▶ _DOCUMENT TEXT_:
Just Curious: Why so slow?

jacobbridges commented 9 years ago

As a precursor to my question: I'm not here to cast doubt upon the usefulness of this project or the adequacy of those who have worked on it. In truth I am very impressed by this project and when I first discovered it I began using it in most of my projects! (I do lots of data mining, so a library such as this is priceless.)

But I noticed recently that some of the functions in Pydash are very slow compared to their Python counterparts. For instance consider the following code:

from pydash import filter_

In [.]: x = [{'a': 1, 'b': 2, 'c': 3}, {'a': 2, 'b': 3, 'c': 4}]
In [.]: %timeit filter_(x, {'a': 1})
10000 loops, best of 3: 62.1 µs per loop

In [.]: %timeit filter(lambda y: y['a'] is 1, x)
1000000 loops, best of 3: 417 ns per loop

Now in truth I would never expect the Pydash equivalent functions to be faster than the Python counterpart, but ~150x slower?

Any idea how the speed of these functions could be improved? Since I made this performance discovery I've stopped using the pydash library so much and went back to filter + lambda...but goodness that can get ugly! I love the idea of this library, I just wished performance was better.

dgilland commented 9 years ago

No worries about the criticism of those performance numbers :smile:. Admittedly, I have not done much in terms of profile/optimizing for speed :disappointed:.

I went ahead with some basic cProfile analysis and determined that the majority of the time was spent in is_builtin and has which were called from here and here respectively.

I did some quick rework and now the timeits are:

$ python -m timeit "
from pydash import filter_
x = [{'a': 1, 'b': 2, 'c': 3}, {'a': 2, 'b': 3, 'c': 4}]
filter_(x, {'a': 1})"
10000 loops, best of 3: 29.6 usec per loop

$ python -m timeit "
x = [{'a': 1, 'b': 2, 'c': 3}, {'a': 2, 'b': 3, 'c': 4}]
filter(lambda y: y['a'] is 1, x)"
1000000 loops, best of 3: 0.882 usec per loop

which brings the difference down to ~34x slower than the native filter.

You can view the changes on the feature-performance branch. If you know of any other poor performance areas, I (or you if you are so inclined) can take a look and submit a patch.

UPDATE: Looks like the is_builtin change in call_callback caused some tests to fail on Python 3.4. I've since reverted that change which makes the timeit as follows:

$ python -m timeit "
from pydash import filter_
x = [{'a': 1, 'b': 2, 'c': 3}, {'a': 2, 'b': 3, 'c': 4}]
filter_(x, {'a': 1})"
10000 loops, best of 3: 49.4 usec per loop

which is ~56x slower than the native filter.

jacobbridges commented 9 years ago

Thank you for responding so quickly!

I fetched your upstream branch on my local version last night and was tinkering with the code. (I swear that iteratee function is magical..) There is a noticeable difference in performance, thank you for putting effort into that. If you don't mind I would like a few days to tinker with the code and see if the efficiency can be increased even more.

dgilland commented 9 years ago

With the latest commit, 431fdd5, the timeit is:

$ python -m timeit "
x = [{'a': 1, 'b': 2, 'c': 3}, {'a': 2, 'b': 3, 'c': 4}]
filter(lambda y: y['a'] is 1, x)"

▶ _RECORDS SUPPLIED_:
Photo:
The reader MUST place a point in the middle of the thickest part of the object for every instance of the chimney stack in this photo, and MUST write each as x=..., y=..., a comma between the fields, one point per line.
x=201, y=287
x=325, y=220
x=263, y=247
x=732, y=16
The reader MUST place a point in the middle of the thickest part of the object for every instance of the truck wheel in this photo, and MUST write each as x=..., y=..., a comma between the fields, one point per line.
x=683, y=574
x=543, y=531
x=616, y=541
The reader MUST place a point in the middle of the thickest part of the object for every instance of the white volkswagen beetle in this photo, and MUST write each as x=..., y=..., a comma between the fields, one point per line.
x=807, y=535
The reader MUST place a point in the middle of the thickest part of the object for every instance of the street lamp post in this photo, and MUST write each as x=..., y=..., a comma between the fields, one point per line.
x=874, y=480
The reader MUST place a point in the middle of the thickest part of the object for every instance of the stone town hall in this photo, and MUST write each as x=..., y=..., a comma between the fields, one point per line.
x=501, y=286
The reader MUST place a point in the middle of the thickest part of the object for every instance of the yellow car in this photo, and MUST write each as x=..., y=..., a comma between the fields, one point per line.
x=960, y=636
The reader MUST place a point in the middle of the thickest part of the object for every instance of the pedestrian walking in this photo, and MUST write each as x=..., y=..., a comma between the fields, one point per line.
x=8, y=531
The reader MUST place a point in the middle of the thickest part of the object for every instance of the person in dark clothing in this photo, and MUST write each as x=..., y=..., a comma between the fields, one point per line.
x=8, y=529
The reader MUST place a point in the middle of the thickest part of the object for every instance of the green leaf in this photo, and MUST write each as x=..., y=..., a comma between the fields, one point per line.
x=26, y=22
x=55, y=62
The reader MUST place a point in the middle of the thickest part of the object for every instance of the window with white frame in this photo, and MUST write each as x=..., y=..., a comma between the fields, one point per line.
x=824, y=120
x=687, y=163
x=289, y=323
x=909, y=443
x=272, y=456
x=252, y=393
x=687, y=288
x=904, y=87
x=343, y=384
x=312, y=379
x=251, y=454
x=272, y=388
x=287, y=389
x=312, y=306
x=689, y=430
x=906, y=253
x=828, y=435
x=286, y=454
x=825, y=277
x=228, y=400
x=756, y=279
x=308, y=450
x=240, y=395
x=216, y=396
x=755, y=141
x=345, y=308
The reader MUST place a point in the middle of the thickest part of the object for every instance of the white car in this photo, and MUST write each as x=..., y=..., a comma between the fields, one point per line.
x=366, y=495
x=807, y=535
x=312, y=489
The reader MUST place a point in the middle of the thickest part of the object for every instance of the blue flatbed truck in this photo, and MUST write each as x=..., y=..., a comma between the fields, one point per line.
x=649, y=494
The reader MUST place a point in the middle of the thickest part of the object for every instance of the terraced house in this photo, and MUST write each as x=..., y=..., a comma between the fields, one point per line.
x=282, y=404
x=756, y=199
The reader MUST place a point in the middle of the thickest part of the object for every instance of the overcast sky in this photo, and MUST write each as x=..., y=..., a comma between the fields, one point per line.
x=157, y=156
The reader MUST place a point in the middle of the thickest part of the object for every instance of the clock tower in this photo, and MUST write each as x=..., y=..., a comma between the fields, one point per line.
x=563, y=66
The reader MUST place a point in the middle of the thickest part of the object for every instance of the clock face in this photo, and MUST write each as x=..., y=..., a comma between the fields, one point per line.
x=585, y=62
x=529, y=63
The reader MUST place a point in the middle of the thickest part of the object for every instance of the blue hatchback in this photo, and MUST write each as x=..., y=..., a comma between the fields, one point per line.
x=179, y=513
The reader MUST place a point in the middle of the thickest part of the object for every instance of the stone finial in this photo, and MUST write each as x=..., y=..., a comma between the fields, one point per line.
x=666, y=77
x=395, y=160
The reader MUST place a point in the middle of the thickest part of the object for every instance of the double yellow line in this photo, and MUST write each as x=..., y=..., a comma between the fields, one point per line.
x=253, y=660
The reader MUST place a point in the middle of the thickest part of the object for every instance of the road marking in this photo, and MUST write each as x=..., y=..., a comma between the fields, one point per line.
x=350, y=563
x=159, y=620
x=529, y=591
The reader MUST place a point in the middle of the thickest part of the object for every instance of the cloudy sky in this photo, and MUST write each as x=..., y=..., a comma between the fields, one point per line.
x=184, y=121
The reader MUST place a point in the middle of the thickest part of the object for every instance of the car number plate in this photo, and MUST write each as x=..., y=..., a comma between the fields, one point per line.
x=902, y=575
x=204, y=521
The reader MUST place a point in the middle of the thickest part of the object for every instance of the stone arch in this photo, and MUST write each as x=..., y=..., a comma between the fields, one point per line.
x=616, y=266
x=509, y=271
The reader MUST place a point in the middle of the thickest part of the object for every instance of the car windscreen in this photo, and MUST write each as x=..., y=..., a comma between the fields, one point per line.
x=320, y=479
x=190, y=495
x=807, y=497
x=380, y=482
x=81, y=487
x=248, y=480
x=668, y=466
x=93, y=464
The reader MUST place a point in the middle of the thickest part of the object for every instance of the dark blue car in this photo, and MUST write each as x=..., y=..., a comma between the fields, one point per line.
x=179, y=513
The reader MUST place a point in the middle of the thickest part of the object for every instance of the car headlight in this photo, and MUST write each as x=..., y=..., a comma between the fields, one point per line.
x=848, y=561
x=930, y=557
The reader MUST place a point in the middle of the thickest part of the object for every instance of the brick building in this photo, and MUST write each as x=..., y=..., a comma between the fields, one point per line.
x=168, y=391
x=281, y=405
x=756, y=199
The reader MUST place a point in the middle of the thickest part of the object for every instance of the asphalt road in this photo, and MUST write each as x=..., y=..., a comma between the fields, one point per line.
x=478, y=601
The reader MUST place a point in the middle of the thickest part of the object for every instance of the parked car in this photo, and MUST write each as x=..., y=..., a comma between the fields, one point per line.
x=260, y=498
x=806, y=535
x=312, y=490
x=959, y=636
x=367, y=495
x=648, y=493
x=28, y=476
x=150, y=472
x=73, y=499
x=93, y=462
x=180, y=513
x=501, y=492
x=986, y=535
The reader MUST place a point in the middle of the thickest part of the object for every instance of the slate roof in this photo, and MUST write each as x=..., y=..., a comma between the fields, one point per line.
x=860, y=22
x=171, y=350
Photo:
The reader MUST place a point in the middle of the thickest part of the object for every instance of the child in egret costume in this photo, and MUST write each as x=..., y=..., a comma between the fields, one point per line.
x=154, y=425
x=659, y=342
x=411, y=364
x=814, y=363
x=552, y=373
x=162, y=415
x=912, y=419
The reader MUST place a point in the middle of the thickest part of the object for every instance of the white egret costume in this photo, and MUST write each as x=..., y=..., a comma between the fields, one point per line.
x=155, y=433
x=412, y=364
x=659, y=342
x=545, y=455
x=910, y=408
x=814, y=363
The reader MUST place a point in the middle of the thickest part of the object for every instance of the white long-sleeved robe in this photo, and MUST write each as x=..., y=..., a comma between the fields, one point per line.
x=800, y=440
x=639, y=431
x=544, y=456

▶ _REQUIRED TASKS_:
**1)** List every per-loop timing result reported in the pydash performance thread, in the order they appear.
**2)** Please reproduce the pydash performance thread starting at "But I noticed" and ending at "but ~150x slower?".
**3)** Write what comes next in the pydash performance thread after its final line.

▶ _RESULTS FOR EACH TASK_:
**1)**
62.1 µs per loop
417 ns per loop
29.6 usec per loop
0.882 usec per loop
49.4 usec per loop

**2)**
But I noticed recently that some of the functions in Pydash are very slow compared to their Python counterparts. For instance consider the following code:

from pydash import filter_

In [.]: x = [{'a': 1, 'b': 2, 'c': 3}, {'a': 2, 'b': 3, 'c': 4}]
In [.]: %timeit filter_(x, {'a': 1})
10000 loops, best of 3: 62.1 µs per loop

In [.]: %timeit filter(lambda y: y['a'] is 1, x)
1000000 loops, best of 3: 417 ns per loop

Now in truth I would never expect the Pydash equivalent functions to be faster than the Python counterpart, but ~150x slower?

**3)**
1000000 loops, best of 3: 0.754 usec per loop

$ python -m timeit "
from pydash import filter_
x = [{'a': 1, 'b': 2, 'c': 3}, {'a': 2, 'b': 3, 'c': 4}]
filter_(x, {'a': 1})"
10000 loops, best of 3: 22.8 usec per loop

which is ~30x slower.

jacobbridges commented 9 years ago

Wow! That is impressive!

Earlier today profiling the filter_ function return:

1110 function calls (1083 primitive calls) in 0.003 seconds

But now the profile returns:

88 function calls (85 primitive calls) in 0.000 seconds

Very nice sir, thank you for your persistence. I will profile the other available functions and see if there are any efficiencies which could be added.

dgilland commented 9 years ago

Luckily, the optimizations I've done improve the callback system so all the special callbacks that internally use the iteratee function will see a speedup.

If you're able to identify other areas that have poor performance, that'll be a big help.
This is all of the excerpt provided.